* BEGIN Entries provided *

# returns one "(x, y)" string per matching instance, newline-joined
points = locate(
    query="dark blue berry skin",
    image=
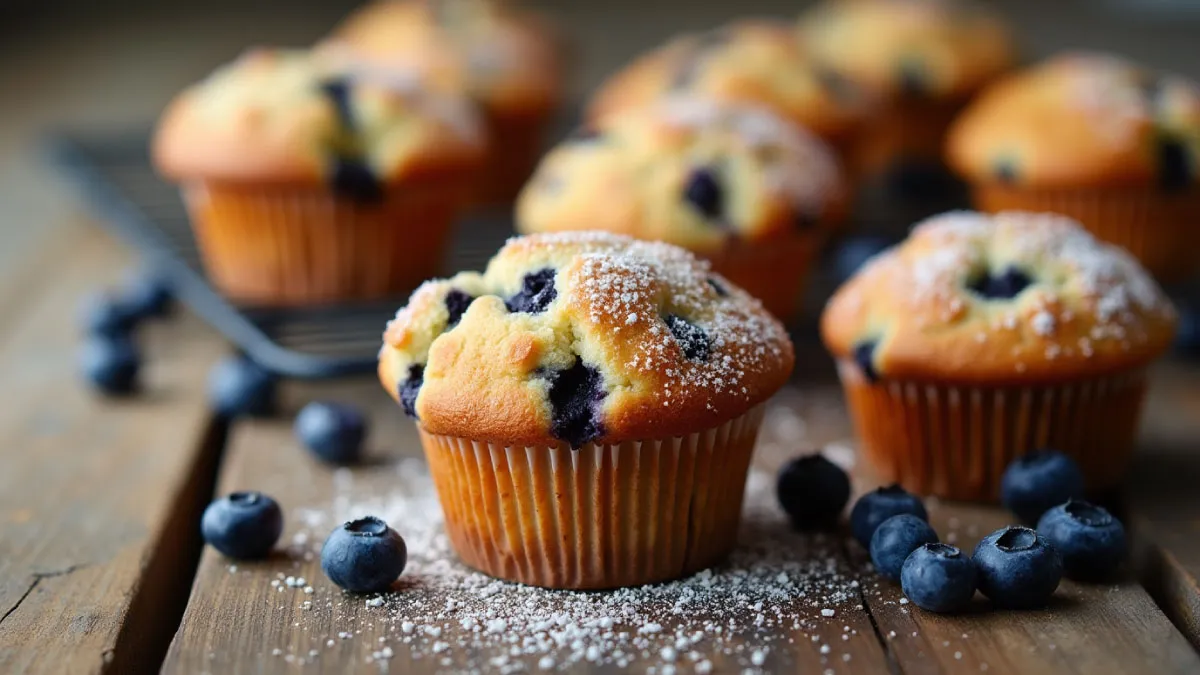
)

* END Entries provided *
* BEGIN Entries provided *

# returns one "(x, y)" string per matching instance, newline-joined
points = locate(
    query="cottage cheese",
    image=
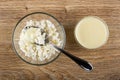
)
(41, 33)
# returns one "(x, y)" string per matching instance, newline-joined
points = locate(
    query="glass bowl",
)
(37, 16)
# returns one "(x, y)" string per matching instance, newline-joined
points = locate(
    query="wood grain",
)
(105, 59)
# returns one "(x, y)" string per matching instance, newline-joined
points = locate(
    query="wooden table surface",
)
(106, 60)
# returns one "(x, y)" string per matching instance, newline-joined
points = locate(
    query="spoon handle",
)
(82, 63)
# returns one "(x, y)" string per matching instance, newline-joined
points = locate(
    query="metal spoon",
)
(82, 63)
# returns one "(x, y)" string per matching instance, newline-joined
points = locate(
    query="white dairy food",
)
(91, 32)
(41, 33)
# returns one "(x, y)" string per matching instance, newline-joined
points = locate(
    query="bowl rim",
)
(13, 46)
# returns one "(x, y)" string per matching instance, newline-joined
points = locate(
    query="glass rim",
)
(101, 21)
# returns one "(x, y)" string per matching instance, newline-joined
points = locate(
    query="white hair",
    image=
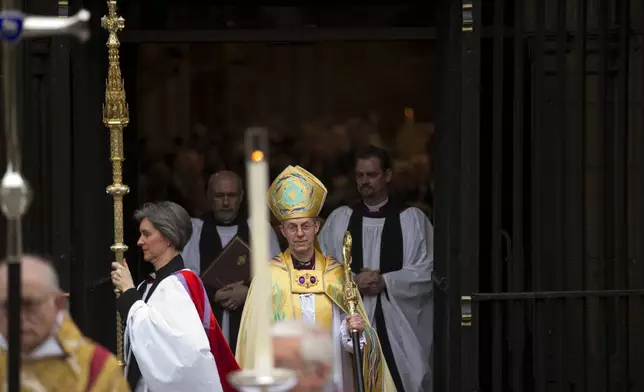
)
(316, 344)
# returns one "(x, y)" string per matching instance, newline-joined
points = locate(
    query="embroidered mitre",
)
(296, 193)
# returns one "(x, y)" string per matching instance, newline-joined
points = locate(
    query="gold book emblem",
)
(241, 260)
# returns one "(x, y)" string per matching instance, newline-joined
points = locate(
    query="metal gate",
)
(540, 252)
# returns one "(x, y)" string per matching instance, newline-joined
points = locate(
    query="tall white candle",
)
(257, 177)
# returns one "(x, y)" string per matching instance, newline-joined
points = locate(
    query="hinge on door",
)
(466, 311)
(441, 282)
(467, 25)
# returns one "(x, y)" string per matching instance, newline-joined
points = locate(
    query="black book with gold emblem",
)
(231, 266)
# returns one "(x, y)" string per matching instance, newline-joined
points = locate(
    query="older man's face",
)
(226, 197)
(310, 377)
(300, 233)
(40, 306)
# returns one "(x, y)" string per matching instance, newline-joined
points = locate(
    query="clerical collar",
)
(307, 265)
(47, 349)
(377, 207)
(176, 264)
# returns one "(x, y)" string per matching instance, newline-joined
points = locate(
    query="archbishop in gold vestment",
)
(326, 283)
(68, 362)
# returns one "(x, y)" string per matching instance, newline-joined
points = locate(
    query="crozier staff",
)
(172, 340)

* END Entries provided *

Brief: Select every line of the listing above that contains the string "gold", matching case exactly.

Solution for this problem:
    query="gold book emblem",
    query="black book with gold emblem",
    query="archbishop in gold vestment",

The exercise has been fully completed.